Task to complete
Write out the following records exactly as they appear, leaving every line unchanged.

start Dataset records

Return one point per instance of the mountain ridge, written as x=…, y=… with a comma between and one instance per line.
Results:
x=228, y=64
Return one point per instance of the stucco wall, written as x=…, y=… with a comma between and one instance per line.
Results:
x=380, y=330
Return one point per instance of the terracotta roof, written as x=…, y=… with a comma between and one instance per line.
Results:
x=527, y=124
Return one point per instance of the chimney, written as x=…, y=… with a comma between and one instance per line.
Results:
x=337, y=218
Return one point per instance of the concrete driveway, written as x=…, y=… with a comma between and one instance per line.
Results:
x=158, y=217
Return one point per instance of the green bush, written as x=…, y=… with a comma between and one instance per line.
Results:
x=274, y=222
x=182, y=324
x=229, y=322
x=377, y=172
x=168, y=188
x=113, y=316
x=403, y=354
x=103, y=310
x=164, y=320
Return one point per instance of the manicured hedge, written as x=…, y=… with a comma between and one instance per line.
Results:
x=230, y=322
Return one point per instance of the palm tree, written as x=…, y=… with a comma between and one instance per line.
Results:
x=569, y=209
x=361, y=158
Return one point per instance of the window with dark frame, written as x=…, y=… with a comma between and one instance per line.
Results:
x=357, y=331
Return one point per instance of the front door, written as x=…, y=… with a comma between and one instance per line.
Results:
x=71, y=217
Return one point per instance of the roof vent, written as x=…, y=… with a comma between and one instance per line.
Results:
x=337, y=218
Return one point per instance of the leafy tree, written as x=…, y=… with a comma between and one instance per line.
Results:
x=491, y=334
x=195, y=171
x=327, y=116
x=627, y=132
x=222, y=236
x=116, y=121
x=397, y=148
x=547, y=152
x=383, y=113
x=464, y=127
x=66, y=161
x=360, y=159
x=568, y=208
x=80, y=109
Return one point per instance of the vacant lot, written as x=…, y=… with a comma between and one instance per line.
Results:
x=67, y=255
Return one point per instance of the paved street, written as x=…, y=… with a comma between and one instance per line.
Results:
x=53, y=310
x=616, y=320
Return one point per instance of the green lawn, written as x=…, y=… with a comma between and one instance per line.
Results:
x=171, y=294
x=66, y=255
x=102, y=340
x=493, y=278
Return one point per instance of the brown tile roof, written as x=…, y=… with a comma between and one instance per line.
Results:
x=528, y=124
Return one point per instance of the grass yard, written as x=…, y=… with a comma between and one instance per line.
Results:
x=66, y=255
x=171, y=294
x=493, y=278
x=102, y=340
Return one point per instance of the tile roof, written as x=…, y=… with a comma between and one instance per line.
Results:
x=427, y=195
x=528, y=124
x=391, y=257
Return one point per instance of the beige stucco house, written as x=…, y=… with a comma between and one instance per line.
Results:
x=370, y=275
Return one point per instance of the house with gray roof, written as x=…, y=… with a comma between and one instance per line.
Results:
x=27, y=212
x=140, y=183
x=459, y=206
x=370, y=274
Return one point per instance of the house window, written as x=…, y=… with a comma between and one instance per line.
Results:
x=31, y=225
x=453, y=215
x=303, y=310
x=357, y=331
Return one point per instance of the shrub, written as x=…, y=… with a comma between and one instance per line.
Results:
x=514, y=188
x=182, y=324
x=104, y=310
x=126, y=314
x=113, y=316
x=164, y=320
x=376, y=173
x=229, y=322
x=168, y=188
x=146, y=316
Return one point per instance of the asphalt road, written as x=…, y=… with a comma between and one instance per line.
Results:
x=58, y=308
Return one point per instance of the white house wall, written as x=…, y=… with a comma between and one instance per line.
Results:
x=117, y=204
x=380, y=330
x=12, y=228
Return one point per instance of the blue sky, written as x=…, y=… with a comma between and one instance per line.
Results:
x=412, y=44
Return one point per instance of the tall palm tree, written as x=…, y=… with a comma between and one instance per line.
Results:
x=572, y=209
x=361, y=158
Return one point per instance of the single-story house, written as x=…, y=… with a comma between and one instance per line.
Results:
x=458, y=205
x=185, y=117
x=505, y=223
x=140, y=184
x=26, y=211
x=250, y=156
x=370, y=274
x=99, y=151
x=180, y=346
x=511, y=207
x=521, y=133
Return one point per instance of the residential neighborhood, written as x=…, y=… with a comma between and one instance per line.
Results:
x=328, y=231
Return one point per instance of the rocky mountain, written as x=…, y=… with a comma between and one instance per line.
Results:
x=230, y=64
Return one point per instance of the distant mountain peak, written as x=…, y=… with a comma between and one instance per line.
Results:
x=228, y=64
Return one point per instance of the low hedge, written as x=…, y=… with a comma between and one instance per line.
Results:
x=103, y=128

end Dataset records

Solution to the problem
Return one point per instance of the mountain ridge, written as x=…, y=… with a comma between and one instance per line.
Results:
x=228, y=64
Return one point per instance of the stucco wall, written as x=…, y=… with a comma between and one instance per line.
Results:
x=380, y=330
Return one point per instance of the terracotta roof, written as x=…, y=… with a comma between and one instance per line.
Results:
x=527, y=124
Return one point per instance of the chimney, written as x=…, y=… with a comma between and one instance per line.
Results:
x=337, y=218
Return one point per instance of the concrete driveway, written as x=…, y=… with a comma between and one instance per line.
Results:
x=158, y=217
Return one point per instance of the green bush, written as x=…, y=… with a comma between and one instance per line.
Results:
x=274, y=222
x=182, y=324
x=229, y=322
x=377, y=172
x=168, y=188
x=113, y=316
x=403, y=354
x=103, y=310
x=164, y=320
Return one point per instance of the manicured hedge, written as x=…, y=… with a comma between and one instance per line.
Results:
x=230, y=322
Return one point per instance of the palm tree, written as x=…, y=… with a comma between and one instance per line.
Results:
x=569, y=209
x=361, y=158
Return one point per instance of the window with dark frame, written as x=…, y=… with a comma between and one instance per line.
Results:
x=357, y=331
Return one point per instance of the front door, written as x=…, y=… with a comma between and one instance per line.
Results:
x=71, y=217
Return one point per instance of the roof vent, written as x=…, y=… with a comma between and one instance per line.
Results:
x=337, y=218
Return one point per instance of the leafy tree, written as x=…, y=… with a comma between and one instance per line.
Results:
x=491, y=334
x=195, y=171
x=327, y=116
x=627, y=132
x=222, y=236
x=116, y=121
x=397, y=148
x=547, y=152
x=383, y=113
x=464, y=127
x=66, y=161
x=360, y=159
x=568, y=208
x=80, y=109
Return one point per instance of the vacant lot, written as x=…, y=… with a comma between and one instance per line.
Results:
x=67, y=255
Return one point per instance of the paved street, written as x=…, y=… with a comma between and one instance per line.
Results:
x=53, y=310
x=616, y=320
Return one point per instance of the green lawn, written as x=…, y=… with a comma between and one instance per line.
Results:
x=171, y=294
x=66, y=255
x=102, y=340
x=493, y=278
Return one point per instance of the brown tile roof, written as x=…, y=… with a comma between and one instance per line.
Results:
x=528, y=124
Return one point per instance of the grass yard, written as x=…, y=… with a comma between and one instance per line.
Results:
x=66, y=255
x=171, y=294
x=493, y=278
x=102, y=340
Return one point per instance of the tile roof, written as x=…, y=… with a comma between and one instance per line.
Results:
x=427, y=195
x=528, y=124
x=391, y=257
Return one point per instance of the beige stucco house, written as x=…, y=… with a comma between and one instance per line.
Results:
x=370, y=275
Return one point per instance of the house with gray roof, written as x=…, y=… with a comma between and one instance per line.
Results:
x=27, y=212
x=140, y=183
x=459, y=206
x=370, y=274
Return one point per instance of the house window, written as x=…, y=… with a comma between and one instance per line.
Results:
x=31, y=225
x=453, y=215
x=303, y=310
x=357, y=331
Return one point per instance of the shrub, written as x=…, y=… with a comma between and one instance per line.
Results:
x=514, y=188
x=182, y=324
x=104, y=310
x=126, y=314
x=113, y=316
x=164, y=320
x=376, y=173
x=229, y=322
x=168, y=188
x=146, y=316
Return one point per instance of the asphalt road, written as x=…, y=… with a comma between and one instance per line.
Results:
x=58, y=308
Return one point per instance of the white house wall, written as x=…, y=… with a comma between and one instance per line.
Results:
x=117, y=204
x=380, y=330
x=12, y=228
Return one point per instance of the blue sky, written as x=…, y=… with a comma between and one instance per line.
Results:
x=412, y=44
Return one point per instance of the tall palm tree, written as x=…, y=… with a comma between and one instance per line.
Results:
x=572, y=209
x=361, y=158
Return one point per instance of the single-story house, written as x=…, y=… with a comma between and one instance per line.
Results:
x=458, y=205
x=185, y=117
x=505, y=223
x=140, y=184
x=26, y=211
x=250, y=156
x=370, y=274
x=99, y=151
x=180, y=346
x=511, y=207
x=521, y=133
Return one point per instance of the residential neighborhood, written as x=…, y=… with a comma between and one instance per line.
Results:
x=328, y=231
Return one point per instance of the rocky mountain, written as x=…, y=… with a comma between and one instance per line.
Results:
x=230, y=64
Return one point per instance of the distant mountain peak, written as x=…, y=… with a comma between and one instance per line.
Results:
x=228, y=64
Return one point per instance of the low hedge, written as x=…, y=… with a comma between and one instance per line.
Results:
x=103, y=128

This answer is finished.